▶ [Records for the exercise]:
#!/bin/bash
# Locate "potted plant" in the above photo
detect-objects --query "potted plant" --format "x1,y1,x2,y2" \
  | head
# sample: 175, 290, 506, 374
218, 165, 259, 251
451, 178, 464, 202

▶ [The exercise]:
Convert the data above into a JSON list of strings with one string per line. Omit any blank lines.

▶ [Solution to the problem]:
[
  "#!/bin/bash",
  "# Locate \"potted plant\" in the above photo",
  "detect-objects --query \"potted plant\" --format \"x1,y1,x2,y2\" \\",
  "  | head",
  "# sample: 175, 290, 506, 374",
  "218, 165, 259, 251",
  "451, 178, 464, 202"
]